**AUFGABEN**
A – Kopiere aus dem Forenbeitrag über weltweite Armut wortgetreu alles von „Deine Argumentation geht vom“ bis hinunter zu „(dazu weiter unten!)“.
B – Beantworte anhand des Forenbeitrags über weltweite Armut folgende Fragen:
(i) In welches Brett des Forums passt die Ausgangsfrage des Threads laut Beitrag nicht?
(ii) Auf welchem Wort liegt bei der Weltsystem-Theorie die logische Betonung?
(iii) Von welchem Paradigma geht laut Beitrag die Argumentation aus, an dem sich die DT ex negativo herausgebildet hat?

==== SEITE ====

Hi,
jetzt sollten wir aber trennen, in wie weit die Weltweite
Verteilung der Armut noch ein innenpolitisches Problem ist.
Die Ausgangsfrage dieses Threads passt ja schon nicht in das Brett „Innenpolitik“, und ich werde nicht meine theoretische Position der Bretterstruktur dieses Forums anpassen …
Das „Verteillungsproblem“ der welt ist anders gelagert.
Deine Argumentation geht im Prinzip vom „Dependenzmodell“ aus
Ja; spezifischer von der Weltsystem-Theorie (die logische Betonung liegt auf „Welt“, nicht auf „System“)
Deine Argumentation geht vom „Modernisierungs-Paradigma“ aus, dem Modell, an dem sich die DT ex negativo herausgebildet hat.
Kurzfassung: Unser Reichtum beruht auf der Armut der 3. Welt.
als sehr vereinfachte Kurzfassung zutreffend, aber leicht irreführend (dazu weiter unten!)
Dieses Modell ist sehr angreifbar.

==== DATENAUSZUG ====

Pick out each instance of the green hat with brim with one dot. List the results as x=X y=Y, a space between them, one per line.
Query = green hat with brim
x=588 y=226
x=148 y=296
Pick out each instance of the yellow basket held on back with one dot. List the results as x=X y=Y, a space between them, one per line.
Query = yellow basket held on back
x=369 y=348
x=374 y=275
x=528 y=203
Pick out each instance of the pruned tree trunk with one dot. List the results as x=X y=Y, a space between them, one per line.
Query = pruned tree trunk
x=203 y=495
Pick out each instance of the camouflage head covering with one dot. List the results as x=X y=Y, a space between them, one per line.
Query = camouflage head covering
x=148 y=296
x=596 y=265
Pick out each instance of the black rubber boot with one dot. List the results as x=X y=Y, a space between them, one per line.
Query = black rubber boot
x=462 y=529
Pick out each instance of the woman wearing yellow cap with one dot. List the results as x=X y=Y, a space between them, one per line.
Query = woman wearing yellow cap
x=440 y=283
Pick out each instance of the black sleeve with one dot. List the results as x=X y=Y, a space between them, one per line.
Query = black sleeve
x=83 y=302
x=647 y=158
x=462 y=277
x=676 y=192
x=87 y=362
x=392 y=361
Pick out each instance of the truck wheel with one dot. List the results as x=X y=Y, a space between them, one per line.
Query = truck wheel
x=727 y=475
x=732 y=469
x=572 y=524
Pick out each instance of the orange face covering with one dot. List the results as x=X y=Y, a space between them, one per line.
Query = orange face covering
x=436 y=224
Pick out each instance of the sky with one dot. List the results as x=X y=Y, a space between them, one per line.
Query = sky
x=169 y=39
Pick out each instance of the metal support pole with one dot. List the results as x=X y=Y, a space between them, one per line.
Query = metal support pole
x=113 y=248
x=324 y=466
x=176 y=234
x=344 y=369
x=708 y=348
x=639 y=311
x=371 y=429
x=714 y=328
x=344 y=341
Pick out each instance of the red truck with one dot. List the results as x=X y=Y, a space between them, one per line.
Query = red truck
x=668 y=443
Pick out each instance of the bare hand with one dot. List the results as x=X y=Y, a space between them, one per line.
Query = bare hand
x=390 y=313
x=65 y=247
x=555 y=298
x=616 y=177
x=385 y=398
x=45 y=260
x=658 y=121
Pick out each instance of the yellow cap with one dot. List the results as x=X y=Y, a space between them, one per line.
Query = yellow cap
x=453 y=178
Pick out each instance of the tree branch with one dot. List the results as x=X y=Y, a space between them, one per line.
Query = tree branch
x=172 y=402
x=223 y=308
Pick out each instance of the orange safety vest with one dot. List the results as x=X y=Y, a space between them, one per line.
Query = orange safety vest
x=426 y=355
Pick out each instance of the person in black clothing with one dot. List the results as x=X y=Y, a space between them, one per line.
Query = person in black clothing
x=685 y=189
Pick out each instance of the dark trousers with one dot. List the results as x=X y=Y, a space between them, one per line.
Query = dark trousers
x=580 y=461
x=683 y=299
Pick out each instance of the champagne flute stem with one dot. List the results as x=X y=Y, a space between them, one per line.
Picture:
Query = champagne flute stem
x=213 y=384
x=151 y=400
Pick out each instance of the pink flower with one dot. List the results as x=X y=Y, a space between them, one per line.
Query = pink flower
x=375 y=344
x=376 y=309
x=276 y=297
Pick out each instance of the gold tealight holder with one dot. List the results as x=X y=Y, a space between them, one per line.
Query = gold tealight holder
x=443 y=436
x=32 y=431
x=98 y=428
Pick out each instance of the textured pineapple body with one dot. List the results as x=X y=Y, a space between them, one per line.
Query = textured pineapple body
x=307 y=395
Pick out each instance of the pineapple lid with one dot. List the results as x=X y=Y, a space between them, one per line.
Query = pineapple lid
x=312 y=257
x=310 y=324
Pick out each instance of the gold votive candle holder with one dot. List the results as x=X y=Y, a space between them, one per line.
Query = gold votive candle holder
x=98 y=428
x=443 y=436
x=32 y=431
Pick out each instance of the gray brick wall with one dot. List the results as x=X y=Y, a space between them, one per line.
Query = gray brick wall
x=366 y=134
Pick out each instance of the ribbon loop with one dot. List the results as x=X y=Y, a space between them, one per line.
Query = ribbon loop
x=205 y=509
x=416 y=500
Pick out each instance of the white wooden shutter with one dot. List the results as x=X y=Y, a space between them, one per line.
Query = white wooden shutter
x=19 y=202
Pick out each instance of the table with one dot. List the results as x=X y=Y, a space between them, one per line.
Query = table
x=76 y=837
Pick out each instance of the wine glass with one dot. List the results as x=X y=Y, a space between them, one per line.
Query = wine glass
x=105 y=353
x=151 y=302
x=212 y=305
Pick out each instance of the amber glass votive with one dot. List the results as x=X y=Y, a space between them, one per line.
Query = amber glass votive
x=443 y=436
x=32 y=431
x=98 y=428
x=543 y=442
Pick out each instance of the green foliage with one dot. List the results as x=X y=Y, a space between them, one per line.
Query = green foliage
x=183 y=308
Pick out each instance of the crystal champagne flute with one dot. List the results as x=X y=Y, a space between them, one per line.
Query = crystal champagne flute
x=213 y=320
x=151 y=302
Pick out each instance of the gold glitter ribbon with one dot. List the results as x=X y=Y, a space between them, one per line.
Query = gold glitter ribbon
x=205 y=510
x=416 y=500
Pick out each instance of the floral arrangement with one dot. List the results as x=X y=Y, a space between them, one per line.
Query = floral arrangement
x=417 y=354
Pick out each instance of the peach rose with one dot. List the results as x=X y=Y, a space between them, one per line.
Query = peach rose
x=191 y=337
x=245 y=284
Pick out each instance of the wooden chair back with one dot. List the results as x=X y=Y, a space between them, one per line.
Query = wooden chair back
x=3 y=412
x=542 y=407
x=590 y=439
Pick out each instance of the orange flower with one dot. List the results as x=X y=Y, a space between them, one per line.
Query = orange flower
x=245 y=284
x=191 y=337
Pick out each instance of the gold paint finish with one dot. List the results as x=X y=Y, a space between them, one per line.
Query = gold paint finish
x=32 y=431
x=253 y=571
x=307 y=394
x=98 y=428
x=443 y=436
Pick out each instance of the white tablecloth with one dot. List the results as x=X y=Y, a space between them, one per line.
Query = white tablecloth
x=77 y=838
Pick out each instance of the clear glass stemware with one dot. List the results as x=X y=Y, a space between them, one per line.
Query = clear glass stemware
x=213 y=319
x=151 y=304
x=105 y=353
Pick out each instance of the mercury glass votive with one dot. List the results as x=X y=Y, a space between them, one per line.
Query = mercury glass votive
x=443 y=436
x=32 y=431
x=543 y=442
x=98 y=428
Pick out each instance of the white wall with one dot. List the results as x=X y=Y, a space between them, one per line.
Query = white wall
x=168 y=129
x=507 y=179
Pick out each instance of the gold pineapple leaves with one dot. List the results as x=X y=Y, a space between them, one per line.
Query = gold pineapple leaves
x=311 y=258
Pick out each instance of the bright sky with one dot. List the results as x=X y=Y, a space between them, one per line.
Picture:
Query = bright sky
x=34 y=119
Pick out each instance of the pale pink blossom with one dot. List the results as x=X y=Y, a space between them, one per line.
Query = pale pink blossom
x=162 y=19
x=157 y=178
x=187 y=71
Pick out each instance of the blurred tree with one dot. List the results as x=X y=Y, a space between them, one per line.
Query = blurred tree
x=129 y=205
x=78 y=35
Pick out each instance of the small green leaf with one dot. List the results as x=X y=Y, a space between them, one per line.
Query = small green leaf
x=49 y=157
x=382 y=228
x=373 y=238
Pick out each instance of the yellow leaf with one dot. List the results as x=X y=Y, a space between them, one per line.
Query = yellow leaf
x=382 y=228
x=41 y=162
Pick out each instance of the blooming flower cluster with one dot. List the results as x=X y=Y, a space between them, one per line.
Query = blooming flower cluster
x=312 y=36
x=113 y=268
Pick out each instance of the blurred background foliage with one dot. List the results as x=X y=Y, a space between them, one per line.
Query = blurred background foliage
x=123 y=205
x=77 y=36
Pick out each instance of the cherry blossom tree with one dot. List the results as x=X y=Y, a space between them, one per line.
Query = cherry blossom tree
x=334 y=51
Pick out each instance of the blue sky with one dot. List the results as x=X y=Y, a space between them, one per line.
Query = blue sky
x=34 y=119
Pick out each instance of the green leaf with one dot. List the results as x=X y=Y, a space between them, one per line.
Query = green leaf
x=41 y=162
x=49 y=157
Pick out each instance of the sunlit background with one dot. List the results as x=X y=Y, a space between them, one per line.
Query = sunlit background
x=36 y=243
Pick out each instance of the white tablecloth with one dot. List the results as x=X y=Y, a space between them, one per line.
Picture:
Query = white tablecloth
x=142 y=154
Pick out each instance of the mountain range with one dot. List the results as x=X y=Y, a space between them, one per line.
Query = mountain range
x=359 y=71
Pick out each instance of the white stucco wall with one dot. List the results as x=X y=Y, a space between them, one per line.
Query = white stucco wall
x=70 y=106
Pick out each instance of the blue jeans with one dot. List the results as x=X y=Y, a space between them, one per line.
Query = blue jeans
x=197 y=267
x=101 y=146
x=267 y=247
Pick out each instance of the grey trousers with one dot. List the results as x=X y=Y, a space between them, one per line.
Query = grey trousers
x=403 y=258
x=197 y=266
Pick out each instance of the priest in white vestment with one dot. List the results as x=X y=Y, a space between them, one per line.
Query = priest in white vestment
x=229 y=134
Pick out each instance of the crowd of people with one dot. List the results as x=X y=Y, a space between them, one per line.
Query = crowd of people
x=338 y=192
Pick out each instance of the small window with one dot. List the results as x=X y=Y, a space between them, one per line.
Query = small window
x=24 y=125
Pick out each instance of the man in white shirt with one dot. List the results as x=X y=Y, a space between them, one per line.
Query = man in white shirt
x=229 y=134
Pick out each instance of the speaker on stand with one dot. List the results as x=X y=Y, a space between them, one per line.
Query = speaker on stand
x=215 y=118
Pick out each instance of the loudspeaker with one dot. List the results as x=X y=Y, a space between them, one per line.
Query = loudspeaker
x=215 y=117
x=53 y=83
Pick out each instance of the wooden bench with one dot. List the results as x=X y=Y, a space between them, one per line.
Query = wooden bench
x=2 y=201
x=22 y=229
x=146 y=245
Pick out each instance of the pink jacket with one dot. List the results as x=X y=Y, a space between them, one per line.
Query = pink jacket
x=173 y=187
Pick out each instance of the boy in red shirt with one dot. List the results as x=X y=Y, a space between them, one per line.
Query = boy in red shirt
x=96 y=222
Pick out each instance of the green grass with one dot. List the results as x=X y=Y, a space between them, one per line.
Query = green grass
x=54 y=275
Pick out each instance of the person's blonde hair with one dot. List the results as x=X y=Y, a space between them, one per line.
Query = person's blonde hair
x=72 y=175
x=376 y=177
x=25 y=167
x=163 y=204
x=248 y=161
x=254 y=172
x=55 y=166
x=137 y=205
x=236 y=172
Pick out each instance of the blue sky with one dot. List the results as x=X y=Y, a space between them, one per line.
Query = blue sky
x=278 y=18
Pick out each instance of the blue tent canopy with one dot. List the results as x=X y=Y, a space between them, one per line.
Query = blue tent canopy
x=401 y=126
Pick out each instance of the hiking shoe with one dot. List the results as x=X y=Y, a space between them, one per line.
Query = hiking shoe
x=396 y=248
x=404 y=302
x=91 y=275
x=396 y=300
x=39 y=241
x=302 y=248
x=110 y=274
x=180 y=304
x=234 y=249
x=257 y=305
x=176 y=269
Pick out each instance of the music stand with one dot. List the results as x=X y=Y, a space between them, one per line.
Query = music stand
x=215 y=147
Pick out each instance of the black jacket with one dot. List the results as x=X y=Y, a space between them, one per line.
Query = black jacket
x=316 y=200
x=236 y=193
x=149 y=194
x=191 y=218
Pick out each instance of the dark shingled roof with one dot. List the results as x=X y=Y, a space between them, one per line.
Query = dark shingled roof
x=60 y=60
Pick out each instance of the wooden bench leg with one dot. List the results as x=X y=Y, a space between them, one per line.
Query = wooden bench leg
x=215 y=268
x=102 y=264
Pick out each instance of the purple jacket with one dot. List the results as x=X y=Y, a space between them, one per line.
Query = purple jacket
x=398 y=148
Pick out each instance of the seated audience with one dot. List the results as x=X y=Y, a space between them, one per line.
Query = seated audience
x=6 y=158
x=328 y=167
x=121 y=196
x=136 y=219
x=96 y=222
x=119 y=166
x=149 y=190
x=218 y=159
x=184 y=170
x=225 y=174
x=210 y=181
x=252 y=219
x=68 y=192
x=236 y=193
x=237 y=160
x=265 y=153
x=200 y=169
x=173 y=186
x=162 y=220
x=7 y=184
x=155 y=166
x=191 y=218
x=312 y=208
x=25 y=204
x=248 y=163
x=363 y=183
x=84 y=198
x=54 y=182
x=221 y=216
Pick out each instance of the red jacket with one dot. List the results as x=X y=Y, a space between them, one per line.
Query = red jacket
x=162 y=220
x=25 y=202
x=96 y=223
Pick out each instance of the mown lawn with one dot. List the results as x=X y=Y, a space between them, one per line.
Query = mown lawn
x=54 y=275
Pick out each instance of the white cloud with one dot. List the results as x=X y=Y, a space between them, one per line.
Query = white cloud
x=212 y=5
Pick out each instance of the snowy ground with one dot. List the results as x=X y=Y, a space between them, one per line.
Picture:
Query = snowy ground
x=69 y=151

====

**LÖSUNGEN**
A –
Deine Argumentation geht vom „Modernisierungs-Paradigma“ aus, dem Modell, an dem sich die DT ex negativo herausgebildet hat.
Kurzfassung: Unser Reichtum beruht auf der Armut der 3. Welt.
als sehr vereinfachte Kurzfassung zutreffend, aber leicht irreführend (dazu weiter unten!)

B –
(i) In das Brett „Innenpolitik“.
(ii) Auf „Welt“, nicht auf „System“.
(iii) Vom „Modernisierungs-Paradigma“.